*YOUR TASK*.
I'd like an exact copy of every line from the start of the entries below through the line containing "Report the position of each instance of the flat", please.

*DATA EXCERPTS*.
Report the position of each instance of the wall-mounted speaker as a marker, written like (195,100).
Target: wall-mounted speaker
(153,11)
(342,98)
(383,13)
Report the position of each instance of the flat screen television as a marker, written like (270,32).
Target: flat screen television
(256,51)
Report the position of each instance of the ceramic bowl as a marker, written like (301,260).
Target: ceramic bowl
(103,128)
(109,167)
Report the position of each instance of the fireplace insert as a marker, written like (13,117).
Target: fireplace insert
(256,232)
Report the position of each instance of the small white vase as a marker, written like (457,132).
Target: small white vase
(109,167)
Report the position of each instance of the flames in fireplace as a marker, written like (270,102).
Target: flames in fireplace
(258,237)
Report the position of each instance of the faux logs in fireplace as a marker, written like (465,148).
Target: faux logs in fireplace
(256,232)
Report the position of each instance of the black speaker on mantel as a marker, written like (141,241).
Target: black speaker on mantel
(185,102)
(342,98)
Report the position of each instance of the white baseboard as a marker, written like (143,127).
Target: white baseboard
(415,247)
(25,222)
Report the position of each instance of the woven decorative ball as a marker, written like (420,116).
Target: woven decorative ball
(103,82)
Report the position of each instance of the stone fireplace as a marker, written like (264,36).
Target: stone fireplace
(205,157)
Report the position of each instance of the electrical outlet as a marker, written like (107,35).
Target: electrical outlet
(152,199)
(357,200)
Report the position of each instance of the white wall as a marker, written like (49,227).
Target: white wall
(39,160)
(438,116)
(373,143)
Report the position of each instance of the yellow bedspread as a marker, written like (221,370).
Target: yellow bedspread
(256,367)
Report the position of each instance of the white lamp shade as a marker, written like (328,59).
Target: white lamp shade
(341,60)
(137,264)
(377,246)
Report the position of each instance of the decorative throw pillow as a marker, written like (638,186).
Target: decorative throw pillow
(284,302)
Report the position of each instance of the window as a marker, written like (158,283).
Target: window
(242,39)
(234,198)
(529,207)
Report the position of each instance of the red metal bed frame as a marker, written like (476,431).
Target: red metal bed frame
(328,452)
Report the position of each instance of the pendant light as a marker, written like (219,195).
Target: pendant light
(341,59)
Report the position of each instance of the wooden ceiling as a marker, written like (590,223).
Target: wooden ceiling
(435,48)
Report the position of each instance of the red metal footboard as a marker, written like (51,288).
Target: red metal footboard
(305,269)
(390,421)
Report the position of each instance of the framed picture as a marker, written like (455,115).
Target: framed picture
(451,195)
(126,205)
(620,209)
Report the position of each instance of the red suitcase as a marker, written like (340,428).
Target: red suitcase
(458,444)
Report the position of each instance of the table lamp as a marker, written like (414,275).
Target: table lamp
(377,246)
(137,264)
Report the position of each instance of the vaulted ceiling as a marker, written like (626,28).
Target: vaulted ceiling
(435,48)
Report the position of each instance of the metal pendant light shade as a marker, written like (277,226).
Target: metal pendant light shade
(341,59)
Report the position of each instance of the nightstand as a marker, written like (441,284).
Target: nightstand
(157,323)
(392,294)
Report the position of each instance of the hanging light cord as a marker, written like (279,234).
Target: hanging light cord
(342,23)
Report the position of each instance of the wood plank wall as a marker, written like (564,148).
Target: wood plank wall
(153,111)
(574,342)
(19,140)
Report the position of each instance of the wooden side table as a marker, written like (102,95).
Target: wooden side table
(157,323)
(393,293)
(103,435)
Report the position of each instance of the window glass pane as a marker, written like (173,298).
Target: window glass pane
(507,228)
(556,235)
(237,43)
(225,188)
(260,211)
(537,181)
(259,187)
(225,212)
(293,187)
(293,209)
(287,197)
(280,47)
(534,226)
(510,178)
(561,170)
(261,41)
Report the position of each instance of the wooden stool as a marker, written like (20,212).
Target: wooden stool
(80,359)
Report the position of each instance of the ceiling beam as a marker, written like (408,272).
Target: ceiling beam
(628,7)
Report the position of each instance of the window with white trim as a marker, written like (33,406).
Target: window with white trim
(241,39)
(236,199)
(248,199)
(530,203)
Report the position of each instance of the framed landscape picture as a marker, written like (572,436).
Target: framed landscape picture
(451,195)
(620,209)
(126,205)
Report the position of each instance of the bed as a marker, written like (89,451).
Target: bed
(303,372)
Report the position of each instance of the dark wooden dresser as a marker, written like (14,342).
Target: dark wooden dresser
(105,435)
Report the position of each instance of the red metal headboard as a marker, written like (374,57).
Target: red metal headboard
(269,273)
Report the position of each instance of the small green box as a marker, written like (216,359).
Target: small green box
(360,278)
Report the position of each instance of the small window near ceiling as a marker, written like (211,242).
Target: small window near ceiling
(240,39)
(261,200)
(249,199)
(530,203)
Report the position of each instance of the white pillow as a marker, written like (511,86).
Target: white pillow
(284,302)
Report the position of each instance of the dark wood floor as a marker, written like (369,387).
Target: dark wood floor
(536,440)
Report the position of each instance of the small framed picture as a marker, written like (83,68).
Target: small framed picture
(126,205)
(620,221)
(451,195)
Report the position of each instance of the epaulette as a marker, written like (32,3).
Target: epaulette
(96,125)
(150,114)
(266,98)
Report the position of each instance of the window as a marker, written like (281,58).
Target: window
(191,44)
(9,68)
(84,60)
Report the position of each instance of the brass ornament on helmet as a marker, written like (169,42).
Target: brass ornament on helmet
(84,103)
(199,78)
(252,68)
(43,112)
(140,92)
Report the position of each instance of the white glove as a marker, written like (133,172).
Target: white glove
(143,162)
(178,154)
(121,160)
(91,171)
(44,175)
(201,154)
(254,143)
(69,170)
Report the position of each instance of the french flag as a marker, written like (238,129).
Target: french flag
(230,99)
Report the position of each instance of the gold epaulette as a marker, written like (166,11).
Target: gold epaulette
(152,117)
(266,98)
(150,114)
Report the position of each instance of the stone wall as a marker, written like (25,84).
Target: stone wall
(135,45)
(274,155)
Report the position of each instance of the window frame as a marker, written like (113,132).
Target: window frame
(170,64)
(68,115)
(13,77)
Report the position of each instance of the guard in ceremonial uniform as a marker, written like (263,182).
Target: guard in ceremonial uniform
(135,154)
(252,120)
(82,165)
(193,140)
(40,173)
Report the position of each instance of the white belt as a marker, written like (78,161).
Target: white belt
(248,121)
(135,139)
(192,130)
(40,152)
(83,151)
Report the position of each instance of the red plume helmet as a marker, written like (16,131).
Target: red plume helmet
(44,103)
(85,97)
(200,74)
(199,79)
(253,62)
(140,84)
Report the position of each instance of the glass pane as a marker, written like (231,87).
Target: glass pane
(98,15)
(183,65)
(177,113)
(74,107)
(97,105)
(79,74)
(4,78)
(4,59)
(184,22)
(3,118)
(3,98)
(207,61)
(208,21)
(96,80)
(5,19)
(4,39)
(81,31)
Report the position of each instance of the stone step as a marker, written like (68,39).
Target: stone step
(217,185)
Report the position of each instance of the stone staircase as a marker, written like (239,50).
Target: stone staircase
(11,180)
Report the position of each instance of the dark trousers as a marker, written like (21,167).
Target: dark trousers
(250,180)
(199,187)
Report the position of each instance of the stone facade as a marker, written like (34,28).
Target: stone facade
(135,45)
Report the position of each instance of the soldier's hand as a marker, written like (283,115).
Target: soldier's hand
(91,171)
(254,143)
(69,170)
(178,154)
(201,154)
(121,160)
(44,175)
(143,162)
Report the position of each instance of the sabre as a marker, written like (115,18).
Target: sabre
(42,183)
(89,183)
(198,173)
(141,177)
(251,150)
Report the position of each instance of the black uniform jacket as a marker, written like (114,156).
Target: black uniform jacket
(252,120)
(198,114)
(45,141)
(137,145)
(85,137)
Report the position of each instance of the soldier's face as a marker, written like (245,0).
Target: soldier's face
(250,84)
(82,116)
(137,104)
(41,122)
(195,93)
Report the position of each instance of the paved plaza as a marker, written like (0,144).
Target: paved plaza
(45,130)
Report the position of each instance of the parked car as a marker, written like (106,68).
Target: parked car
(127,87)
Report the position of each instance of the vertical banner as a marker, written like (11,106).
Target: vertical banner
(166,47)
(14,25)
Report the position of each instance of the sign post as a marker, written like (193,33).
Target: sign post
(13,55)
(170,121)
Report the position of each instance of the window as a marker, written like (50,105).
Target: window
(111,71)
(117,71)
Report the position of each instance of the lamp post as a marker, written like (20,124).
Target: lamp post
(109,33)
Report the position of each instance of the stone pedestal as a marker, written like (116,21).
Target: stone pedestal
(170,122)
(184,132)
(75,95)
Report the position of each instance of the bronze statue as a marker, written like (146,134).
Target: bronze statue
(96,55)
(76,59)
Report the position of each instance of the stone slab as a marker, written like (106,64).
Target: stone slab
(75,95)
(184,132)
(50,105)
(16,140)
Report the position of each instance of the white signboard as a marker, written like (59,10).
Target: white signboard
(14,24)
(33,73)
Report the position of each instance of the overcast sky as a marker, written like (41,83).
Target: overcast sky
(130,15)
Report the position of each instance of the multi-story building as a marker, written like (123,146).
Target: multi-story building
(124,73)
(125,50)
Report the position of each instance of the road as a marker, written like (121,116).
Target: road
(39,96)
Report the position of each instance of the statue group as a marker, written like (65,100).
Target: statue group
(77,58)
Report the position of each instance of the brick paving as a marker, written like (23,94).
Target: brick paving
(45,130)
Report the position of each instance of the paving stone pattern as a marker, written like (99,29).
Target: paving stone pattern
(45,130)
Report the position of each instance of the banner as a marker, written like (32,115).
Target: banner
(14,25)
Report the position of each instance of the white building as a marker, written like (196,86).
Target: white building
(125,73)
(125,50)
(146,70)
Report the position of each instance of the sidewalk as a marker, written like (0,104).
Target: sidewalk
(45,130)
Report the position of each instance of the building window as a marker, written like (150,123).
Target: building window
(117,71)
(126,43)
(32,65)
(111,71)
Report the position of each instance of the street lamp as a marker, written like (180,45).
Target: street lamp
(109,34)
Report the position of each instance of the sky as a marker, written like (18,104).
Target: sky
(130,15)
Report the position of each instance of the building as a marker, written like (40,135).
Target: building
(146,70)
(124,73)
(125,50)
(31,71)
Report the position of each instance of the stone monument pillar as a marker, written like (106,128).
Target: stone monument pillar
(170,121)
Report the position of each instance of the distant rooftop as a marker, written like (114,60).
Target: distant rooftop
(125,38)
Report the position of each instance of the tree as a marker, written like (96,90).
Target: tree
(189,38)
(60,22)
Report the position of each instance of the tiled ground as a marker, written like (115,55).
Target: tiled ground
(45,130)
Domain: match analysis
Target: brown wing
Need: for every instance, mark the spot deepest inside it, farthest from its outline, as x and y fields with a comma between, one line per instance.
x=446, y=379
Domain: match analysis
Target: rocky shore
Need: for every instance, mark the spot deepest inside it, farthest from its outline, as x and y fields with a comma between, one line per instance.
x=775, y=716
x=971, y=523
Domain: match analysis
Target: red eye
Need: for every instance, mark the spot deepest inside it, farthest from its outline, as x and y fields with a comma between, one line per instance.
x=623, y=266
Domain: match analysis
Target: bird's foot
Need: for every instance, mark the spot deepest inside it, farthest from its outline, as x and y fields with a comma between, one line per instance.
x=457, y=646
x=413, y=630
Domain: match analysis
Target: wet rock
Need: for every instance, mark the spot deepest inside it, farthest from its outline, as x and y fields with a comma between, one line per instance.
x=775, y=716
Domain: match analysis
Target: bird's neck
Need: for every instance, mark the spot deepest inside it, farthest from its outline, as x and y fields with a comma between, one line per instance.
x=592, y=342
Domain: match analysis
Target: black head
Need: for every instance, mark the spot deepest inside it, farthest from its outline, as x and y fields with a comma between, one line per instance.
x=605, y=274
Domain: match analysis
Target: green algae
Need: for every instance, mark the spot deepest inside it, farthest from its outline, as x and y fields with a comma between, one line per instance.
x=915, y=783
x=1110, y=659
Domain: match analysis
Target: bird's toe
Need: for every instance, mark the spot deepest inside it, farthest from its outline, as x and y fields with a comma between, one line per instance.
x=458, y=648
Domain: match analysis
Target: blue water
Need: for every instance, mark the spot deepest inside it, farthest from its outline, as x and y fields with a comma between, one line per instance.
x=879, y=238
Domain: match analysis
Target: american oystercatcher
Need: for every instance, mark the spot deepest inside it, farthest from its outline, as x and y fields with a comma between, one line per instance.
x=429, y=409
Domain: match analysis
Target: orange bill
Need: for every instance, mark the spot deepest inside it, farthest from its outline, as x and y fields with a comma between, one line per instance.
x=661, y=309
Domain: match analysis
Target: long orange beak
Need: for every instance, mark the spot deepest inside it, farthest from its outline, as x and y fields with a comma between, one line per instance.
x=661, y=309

*RESULT*.
Report the position of each instance of the wall-mounted speaker as a marker, written like (195,100).
Target: wall-mounted speaker
(153,11)
(342,98)
(383,13)
Report the position of each instance of the flat screen television as a marker, written like (270,32).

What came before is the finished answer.